# Esercizio 1:
Nel brano sulla guerra in Ucraina, quali due paesi vogliono aderire alla Nato?
# Esercizio 2:
Prosegui il brano sulla guerra in Ucraina, riprendendo subito dopo la sua ultima frase.

La responsabilità del crimine di aver invaso l’Ucraina e di aver avviato la guerra è di Putin e niente ne attenua la colpa. Questo va detto avendo chiaro che le colpe di uno degli attori della geopolitica non sono mai scusabili per le colpe dei suoi antagonisti. Ognuna delle superpotenze del mondo sta facendo del suo peggio. Bisogna infatti riconoscere che la decisione di Putin rientra nella stessa logica della strategia di espansione della Nato, che è già una dinamica di guerra, legittimata con il solito pretesto della “difesa” e della “sicurezza”. Se si considera l’andamento complessivo della storia dopo il 1989, la responsabilità sistemica della condizione di disgregazione e iniquità in cui siamo è degli Stati Uniti, con la loro pretesa di essere l’impero del mondo e di fare del capitalismo la civiltà planetaria definitiva. In ogni caso, chiunque persegua logiche imperialiste contribuisce alla rovina dell’umanità.

Ma soprattutto bisogna vedere che oggi l’esasperazione dello scontro – con la reazione di Usa, Nato e Unione Europea (riarmo, sanzioni, espansione della Nato invece che dialogo e trattativa) – tende a far sprofondare il mondo nella guerra nucleare. Colpisce quanto questa eventualità sia rimossa, come se assistessimo alle scene di un videogioco senza conseguenze reali. Dare armi al governo di Zelensky non significa affatto difendere il popolo ucraino, che anzi così viene inchiodato a subire gli effetti della guerra; significa accelerare la spirale della morte del mondo. La volontà della Finlandia e della Svezia di aderire alla Nato non fa che accelerare questo vortice catastrofico.

# Elenco dei dati:
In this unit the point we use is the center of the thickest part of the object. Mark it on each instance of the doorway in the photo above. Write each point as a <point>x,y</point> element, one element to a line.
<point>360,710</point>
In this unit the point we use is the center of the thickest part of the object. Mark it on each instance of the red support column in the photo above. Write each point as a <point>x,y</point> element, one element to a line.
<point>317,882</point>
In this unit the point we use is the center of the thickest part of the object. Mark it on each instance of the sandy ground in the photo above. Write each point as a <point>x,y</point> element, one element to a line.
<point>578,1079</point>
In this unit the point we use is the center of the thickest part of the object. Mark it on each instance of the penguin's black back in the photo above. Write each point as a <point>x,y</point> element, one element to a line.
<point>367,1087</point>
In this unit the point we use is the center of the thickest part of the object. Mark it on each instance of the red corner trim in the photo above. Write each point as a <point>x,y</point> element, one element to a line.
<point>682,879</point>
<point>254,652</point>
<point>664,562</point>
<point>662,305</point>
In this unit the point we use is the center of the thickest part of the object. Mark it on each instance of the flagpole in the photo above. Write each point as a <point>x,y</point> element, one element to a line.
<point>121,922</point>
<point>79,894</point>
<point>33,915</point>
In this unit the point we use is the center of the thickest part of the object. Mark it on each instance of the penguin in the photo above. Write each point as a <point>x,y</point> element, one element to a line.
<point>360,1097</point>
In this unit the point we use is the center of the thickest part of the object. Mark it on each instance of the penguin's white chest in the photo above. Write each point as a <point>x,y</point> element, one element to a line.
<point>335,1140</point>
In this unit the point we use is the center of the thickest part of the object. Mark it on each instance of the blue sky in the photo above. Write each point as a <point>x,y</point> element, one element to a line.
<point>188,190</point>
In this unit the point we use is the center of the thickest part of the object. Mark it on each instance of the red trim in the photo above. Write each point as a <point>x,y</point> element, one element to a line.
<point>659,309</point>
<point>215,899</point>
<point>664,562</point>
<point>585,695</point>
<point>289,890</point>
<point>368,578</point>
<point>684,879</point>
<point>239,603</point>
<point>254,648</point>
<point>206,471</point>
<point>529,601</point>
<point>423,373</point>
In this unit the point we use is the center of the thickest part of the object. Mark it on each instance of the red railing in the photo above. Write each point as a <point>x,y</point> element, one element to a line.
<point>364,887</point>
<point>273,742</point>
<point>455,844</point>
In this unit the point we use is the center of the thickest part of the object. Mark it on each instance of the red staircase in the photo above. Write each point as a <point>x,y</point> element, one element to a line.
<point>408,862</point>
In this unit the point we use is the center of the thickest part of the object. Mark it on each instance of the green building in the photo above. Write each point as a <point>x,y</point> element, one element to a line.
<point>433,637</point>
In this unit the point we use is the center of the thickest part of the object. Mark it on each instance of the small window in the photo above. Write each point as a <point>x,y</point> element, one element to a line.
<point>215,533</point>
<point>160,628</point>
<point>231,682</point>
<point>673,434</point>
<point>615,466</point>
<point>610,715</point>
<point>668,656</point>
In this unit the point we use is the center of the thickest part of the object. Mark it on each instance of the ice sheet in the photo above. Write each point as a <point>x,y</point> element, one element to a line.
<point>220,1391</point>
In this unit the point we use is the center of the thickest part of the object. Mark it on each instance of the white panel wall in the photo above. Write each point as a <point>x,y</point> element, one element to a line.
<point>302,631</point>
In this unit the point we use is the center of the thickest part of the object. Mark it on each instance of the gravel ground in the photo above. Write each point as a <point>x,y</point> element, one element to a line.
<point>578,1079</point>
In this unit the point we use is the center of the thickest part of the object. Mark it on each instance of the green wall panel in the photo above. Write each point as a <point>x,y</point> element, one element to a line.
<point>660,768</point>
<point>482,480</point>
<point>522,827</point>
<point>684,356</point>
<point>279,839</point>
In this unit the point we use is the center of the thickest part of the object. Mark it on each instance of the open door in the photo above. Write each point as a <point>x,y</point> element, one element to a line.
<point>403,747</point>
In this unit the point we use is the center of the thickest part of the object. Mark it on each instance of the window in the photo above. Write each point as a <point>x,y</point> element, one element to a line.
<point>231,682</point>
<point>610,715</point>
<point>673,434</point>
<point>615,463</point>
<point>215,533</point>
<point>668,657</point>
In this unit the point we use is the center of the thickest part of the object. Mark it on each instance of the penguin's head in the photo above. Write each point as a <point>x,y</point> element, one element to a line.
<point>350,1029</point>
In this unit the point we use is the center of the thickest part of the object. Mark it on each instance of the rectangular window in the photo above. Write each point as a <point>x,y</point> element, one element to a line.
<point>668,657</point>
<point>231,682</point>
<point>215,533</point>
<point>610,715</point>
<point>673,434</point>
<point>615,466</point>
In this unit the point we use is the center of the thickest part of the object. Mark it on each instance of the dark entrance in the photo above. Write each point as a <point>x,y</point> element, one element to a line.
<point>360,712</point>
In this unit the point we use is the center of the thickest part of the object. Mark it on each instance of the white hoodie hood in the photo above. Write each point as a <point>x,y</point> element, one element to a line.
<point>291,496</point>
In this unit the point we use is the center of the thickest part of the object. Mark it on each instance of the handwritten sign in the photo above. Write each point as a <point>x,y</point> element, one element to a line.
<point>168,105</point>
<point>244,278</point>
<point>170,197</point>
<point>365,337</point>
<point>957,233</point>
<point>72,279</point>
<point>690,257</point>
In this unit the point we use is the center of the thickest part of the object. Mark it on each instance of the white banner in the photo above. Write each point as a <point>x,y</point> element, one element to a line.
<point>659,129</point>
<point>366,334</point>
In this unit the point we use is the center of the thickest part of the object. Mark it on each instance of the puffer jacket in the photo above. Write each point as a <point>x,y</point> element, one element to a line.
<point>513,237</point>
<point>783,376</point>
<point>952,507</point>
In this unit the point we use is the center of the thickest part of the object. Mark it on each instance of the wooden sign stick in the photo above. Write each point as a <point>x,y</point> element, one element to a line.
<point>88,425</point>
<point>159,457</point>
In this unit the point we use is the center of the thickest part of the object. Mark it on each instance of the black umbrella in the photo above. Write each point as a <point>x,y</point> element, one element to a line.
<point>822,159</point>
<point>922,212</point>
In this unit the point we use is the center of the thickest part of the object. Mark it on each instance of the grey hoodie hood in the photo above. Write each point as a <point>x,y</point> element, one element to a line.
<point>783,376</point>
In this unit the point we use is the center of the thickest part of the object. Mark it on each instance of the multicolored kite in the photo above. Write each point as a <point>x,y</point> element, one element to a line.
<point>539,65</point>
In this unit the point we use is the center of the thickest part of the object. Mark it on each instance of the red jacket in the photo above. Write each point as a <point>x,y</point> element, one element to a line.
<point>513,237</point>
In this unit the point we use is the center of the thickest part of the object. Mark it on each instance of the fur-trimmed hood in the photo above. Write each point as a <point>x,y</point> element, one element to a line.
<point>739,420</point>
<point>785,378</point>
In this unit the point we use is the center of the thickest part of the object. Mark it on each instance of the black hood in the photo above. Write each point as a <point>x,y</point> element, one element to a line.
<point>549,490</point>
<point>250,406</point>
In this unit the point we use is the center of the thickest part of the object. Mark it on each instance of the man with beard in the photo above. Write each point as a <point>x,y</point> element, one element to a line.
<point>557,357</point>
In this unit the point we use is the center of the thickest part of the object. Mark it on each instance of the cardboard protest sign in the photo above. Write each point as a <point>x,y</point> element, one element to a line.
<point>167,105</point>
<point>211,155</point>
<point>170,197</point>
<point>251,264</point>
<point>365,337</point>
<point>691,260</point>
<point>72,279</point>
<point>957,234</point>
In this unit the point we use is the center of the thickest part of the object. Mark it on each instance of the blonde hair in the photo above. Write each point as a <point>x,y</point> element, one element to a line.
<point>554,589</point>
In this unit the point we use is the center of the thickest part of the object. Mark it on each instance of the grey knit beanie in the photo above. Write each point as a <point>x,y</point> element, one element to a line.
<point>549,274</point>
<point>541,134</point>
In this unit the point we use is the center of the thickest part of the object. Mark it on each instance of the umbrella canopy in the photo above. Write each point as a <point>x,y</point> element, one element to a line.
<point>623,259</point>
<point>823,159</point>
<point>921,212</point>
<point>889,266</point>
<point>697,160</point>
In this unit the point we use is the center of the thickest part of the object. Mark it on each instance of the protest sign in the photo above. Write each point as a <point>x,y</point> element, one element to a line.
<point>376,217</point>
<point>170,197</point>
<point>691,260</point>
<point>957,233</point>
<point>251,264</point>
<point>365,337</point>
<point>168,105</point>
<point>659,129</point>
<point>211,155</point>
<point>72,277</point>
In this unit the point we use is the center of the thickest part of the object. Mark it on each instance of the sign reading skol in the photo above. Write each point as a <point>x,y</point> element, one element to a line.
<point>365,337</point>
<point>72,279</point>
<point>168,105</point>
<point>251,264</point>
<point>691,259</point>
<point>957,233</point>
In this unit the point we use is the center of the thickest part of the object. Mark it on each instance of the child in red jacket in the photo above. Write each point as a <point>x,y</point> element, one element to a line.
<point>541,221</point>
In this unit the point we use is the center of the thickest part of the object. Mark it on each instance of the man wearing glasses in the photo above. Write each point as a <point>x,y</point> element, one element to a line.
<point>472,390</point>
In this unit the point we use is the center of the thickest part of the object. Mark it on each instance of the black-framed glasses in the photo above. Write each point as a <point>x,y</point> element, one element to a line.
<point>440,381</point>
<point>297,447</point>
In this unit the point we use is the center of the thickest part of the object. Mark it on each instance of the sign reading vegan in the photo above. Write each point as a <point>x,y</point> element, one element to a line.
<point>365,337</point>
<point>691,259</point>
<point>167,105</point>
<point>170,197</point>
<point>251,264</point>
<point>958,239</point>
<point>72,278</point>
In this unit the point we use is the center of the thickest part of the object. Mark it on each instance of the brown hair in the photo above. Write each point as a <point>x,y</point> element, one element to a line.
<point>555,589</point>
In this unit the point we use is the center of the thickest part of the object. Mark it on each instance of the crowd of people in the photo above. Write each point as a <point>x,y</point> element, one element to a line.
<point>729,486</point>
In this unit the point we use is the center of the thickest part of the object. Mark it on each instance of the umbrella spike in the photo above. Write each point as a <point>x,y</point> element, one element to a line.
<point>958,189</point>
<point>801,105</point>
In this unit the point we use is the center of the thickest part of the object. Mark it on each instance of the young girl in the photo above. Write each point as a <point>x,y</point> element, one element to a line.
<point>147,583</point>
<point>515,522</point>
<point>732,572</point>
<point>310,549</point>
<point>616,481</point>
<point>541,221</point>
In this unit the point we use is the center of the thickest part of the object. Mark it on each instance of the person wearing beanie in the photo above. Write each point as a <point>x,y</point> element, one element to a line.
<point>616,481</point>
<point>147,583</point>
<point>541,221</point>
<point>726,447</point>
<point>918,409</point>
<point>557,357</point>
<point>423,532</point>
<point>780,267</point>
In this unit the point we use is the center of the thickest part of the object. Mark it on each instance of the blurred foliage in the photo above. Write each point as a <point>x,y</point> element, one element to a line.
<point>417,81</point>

# Soluzione 1:
La Finlandia e la Svezia.

# Soluzione 2:
Adesso in Europa per le vittime c’è una “solidarietà” selettiva (per i profughi bianchi ed europei sì, per quelli di altri continenti e di altro colore della pelle no) e strumentale. Si “aiuta” il popolo dell’Ucraina alimentando la spirale bellica a cui i combattenti ucraini di fatto partecipano su procura, per difendere non solo il loro Paese, ma anche gli interessi degli Stati Uniti. Il popolo ucraino fa da vittima, ma la guerra è tra Russia e Occidente. Nel discorso pubblico dominante, dove “democratico” e “atlantico” si fondono, tutte le guerre condotte dalla Nato e l’enorme numero di vittime che hanno causato – soprattutto in Iraq, Afghanistan, Serbia e Libia – non sono minimamente ricordate, nessuno dei loro responsabili viene accusato per crimini contro l’umanità.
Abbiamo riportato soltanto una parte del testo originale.